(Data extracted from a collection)

****

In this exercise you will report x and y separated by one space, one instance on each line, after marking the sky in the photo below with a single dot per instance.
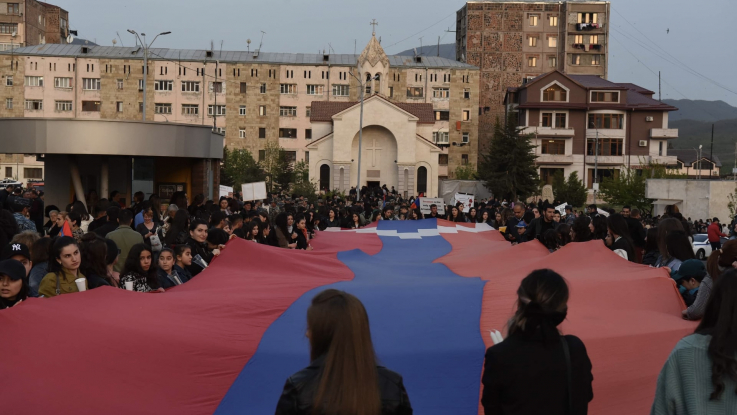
696 57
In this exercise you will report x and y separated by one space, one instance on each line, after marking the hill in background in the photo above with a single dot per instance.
710 111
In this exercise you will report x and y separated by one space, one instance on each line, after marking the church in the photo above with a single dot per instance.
402 143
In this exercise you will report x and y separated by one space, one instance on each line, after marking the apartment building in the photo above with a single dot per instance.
251 97
584 123
31 22
511 41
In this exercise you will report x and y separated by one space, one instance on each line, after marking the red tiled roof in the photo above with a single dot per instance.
323 111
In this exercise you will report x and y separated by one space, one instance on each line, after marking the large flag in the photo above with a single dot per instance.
225 342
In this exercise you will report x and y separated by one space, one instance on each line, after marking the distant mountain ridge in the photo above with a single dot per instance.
699 110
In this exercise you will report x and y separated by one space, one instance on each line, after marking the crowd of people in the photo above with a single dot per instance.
151 245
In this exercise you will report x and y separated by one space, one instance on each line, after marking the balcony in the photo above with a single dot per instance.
548 131
664 133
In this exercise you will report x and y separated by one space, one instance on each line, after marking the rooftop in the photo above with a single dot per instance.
200 55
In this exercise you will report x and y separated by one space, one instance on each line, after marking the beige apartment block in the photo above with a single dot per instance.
250 97
515 41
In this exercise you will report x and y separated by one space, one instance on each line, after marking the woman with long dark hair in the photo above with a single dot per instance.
64 261
700 376
140 269
536 370
343 376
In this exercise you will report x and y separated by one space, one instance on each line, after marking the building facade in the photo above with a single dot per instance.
30 23
511 41
586 124
251 97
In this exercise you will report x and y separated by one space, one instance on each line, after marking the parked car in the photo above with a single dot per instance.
702 247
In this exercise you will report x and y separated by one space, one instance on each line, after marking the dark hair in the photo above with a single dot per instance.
55 254
133 265
94 257
339 330
720 321
542 296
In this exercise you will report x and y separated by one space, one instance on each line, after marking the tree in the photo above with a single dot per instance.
571 190
467 172
238 167
508 168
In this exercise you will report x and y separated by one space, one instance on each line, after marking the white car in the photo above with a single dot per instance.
702 247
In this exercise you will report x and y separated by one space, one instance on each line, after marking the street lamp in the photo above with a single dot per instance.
145 61
360 132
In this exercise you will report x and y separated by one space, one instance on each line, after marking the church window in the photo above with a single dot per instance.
315 89
415 92
340 90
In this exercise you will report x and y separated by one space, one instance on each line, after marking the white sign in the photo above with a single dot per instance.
467 201
425 203
226 191
254 191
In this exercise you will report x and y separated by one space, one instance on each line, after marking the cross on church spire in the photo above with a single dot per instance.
374 23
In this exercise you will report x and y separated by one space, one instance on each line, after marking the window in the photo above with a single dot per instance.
315 89
555 93
415 92
605 97
162 108
607 146
34 104
62 82
163 86
34 80
606 121
287 111
190 109
91 106
441 93
287 133
553 147
63 105
33 172
441 137
218 110
340 90
190 86
288 89
91 84
217 87
442 115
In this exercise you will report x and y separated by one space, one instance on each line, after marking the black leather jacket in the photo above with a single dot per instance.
301 387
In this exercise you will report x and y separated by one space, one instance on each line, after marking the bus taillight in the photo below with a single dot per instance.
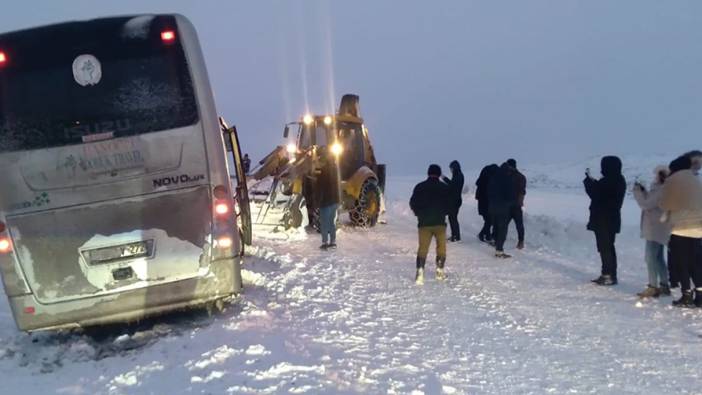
168 36
221 208
224 242
5 245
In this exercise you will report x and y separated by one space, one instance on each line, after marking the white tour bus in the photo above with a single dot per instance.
115 198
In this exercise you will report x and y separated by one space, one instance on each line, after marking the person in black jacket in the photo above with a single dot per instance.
503 197
481 195
455 198
328 200
246 163
516 214
607 197
430 203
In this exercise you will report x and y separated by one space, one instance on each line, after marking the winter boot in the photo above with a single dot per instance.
685 300
501 254
698 297
419 277
606 280
649 292
440 262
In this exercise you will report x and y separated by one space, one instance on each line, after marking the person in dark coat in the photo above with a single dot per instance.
430 203
606 200
481 195
246 163
516 214
328 200
455 199
502 196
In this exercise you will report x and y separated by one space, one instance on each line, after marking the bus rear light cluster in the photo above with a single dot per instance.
221 209
5 242
224 242
168 36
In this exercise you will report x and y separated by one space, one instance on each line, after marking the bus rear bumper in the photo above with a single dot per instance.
132 305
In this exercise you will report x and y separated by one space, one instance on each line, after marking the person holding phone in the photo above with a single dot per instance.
606 200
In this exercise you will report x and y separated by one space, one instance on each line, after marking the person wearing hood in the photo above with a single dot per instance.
328 200
430 203
655 232
481 195
696 159
606 200
455 184
516 213
502 196
682 202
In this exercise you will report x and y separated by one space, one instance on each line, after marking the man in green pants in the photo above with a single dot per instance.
430 203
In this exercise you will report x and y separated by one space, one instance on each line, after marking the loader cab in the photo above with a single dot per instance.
342 134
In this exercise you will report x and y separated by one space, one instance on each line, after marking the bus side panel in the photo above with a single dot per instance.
214 143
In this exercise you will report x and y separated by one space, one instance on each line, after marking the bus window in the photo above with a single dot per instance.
112 85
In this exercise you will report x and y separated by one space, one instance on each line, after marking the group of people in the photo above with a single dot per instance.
500 194
671 216
671 219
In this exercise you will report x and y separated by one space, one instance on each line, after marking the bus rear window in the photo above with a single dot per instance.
83 81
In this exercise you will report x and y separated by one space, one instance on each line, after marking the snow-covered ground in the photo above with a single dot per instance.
352 321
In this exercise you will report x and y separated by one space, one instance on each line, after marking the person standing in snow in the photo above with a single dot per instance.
246 163
516 214
503 197
682 202
328 200
455 200
481 195
655 232
606 200
430 203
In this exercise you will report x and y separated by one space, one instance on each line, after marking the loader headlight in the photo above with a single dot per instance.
337 149
308 119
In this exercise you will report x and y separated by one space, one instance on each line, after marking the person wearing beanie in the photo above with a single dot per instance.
655 232
606 201
682 202
455 184
430 203
503 197
482 196
516 212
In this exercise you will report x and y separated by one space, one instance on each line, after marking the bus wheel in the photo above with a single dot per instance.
366 209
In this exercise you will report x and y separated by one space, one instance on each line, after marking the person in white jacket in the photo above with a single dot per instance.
681 200
655 232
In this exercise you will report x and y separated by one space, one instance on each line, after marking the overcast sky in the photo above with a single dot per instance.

****

# Directions:
Transcribe all entries above exactly. Omit the pictures.

# The answer:
In this exercise you will report x and y separated by one space, one instance on each line, after marking the sky in the photo below with a single dot per instance.
696 57
In this exercise you will report x and y separated by one space, one instance on each line, after marking the hill in background in the photo above with a single dot per instance.
710 111
In this exercise you will report x and y separated by one space, one instance on each line, after marking the church in the photo above with a single dot per instance.
402 143
In this exercise you will report x and y separated by one space, one instance on each line, after marking the apartment building in the photo above with a single dot per instance.
251 97
584 123
31 22
511 41
In this exercise you will report x and y separated by one space, one instance on each line, after marking the red tiled roof in the photo above with a single dot per instance.
323 111
In this exercise you will report x and y separated by one space, one instance on each line, after marking the large flag in the photo above with a single dot per instance.
225 342
In this exercise you will report x and y separated by one space, one instance on each line, after marking the distant mountain ridge in the photo above with a single dot per instance.
699 110
In this exercise you will report x and y separated by one space, one instance on each line, after marking the crowd of people in the photo above with a single dot per instance.
151 245
In this exercise you will report x and y separated by one space, one instance on each line, after marking the balcony in the photo above with a single dot per instance.
548 131
664 133
In this exercise you will report x and y separated by one space, one instance on each line, after marking the rooftop in the photo above with a single dot per instance.
200 55
In this exercise you will report x and y separated by one space, one instance on each line, after marking the beige apartment block in the photo above with a single dot per instance.
250 97
515 41
In this exercise you will report x and y separated by one space, one instance on each line, after marking the woman with long dark hair in the photo above with a single dot per instance.
64 261
700 376
140 269
536 370
343 376
In this exercise you will report x and y separated by one space, one instance on each line, after marking the building facade in the photo above with a single dot per instance.
30 23
511 41
586 124
251 97
In this exercise you will report x and y separated by one space, one instance on each line, after marking the parked car in the photo above with a single dot per instance.
702 247
In this exercise you will report x and y separated by one space, one instance on each line, after marking the dark hair in the photo above with a single dot per instance.
55 254
133 265
94 257
339 330
720 321
542 296
In this exercise you will report x and y separated by one space, one instance on each line, after marking the tree in the photo above with a single dot per instance.
571 190
467 172
238 167
508 168
In this exercise you will report x and y separated by one space, one instance on each line, after marking the white car in the photo above with a single dot per instance.
702 247
In this exercise you will report x and y separated by one space, one instance on each line, after marking the street lamp in the photo above with a single dot per instance.
145 61
360 132
In this exercise you will report x and y separated by one space, one instance on each line, after marking the church window in the photo above with a single dot per instance.
315 89
415 92
340 90
In this exercise you will report x and y separated by one space, one instance on each line, after marking the white sign in the photo above with a single dot per instance.
467 201
425 203
226 191
254 191
In this exercise you will report x and y separated by one space, one instance on each line, after marking the cross on church spire in the photo above with a single dot per instance.
374 23
In this exercise you will report x and y separated by one space, one instance on each line, after marking the window in the photo above with a single dot per instance.
315 89
555 93
415 92
605 97
162 108
607 146
34 104
62 82
163 86
34 80
606 121
287 111
190 109
91 106
441 93
287 133
553 147
63 105
33 172
441 137
218 110
340 90
190 86
288 89
91 84
217 87
442 115
In this exercise you will report x and y separated by one space, one instance on each line, after marking the black leather jacket in the photo above with a single dot per instance.
301 387
In this exercise you will report x and y separated by one space, one instance on each line, after marking the bus taillight in the photo below with a single dot per instance.
168 36
221 208
224 242
5 245
In this exercise you will report x and y separated by one space, one instance on each line, after marking the white tour bus in the photo above with a single dot per instance.
115 198
In this exercise you will report x and y separated by one space, one instance on each line, after marking the person in black jacket in the photo above with a single dot per instance.
503 197
481 195
455 198
328 200
246 163
516 214
607 197
430 203
In this exercise you will report x and y separated by one space, one instance on each line, after marking the winter boot in the photo above with a single dot per instance.
685 300
501 254
698 297
419 277
606 280
649 292
440 262
In this exercise you will report x and y separated by one space, one instance on each line, after marking the person in dark coat in the photo above with a single dot per instance.
430 203
606 200
481 195
246 163
516 214
328 200
455 199
502 196
In this exercise you will report x and y separated by one space, one instance on each line, after marking the bus rear light cluster in the photo above with a single dot per instance.
221 209
5 242
224 242
168 36
In this exercise you will report x and y separated by one space, one instance on each line, after marking the bus rear bumper in the photo above with a single dot per instance.
132 305
In this exercise you will report x and y separated by one space, one instance on each line, after marking the person holding phone in the photo above with a single dot per instance.
606 200
In this exercise you will report x and y separated by one space, one instance on each line, after marking the person wearing hood in the photo above with a single dot per instance.
328 200
430 203
655 232
481 195
696 159
606 200
455 184
516 213
502 196
682 202
In this exercise you will report x and y separated by one space, one instance on each line, after marking the man in green pants in the photo above with a single dot per instance.
430 203
In this exercise you will report x and y separated by one space, one instance on each line, after marking the loader cab in the photo above with a single dot per instance.
342 134
In this exercise you will report x and y separated by one space, one instance on each line, after marking the bus side panel in the photo above with a single dot per instance.
214 143
In this exercise you will report x and y separated by one space, one instance on each line, after marking the bus window in the photo above with a single dot per instance.
112 85
In this exercise you will report x and y separated by one space, one instance on each line, after marking the group of people in the photo above with a single dot per instance.
500 194
671 216
671 219
In this exercise you will report x and y separated by one space, one instance on each line, after marking the bus rear window in the photo above with a single dot per instance.
83 81
In this exercise you will report x and y separated by one space, one instance on each line, after marking the snow-covered ground in the photo above with a single dot per instance.
352 321
In this exercise you will report x and y separated by one space, one instance on each line, after marking the person standing in snow in the photo above with a single dot per instance.
246 163
516 214
503 197
682 202
328 200
455 200
481 195
655 232
606 200
430 203
In this exercise you will report x and y separated by one space, one instance on each line, after marking the loader headlight in the photo above with a single dot per instance.
337 149
308 119
In this exercise you will report x and y separated by one space, one instance on each line, after marking the person wearing beanie in the photo above with a single dot per instance.
655 232
606 201
682 202
455 184
430 203
503 197
482 196
516 212
In this exercise you will report x and y separated by one space, one instance on each line, after marking the bus wheel in the photo above with a single dot per instance.
366 209
In this exercise you will report x and y separated by one space, one instance on each line, after marking the person in white jacket in the photo above with a single dot per instance.
681 200
655 232
In this exercise you will report x and y separated by one space, one instance on each line, after marking the overcast sky in the photo above with a single dot per instance.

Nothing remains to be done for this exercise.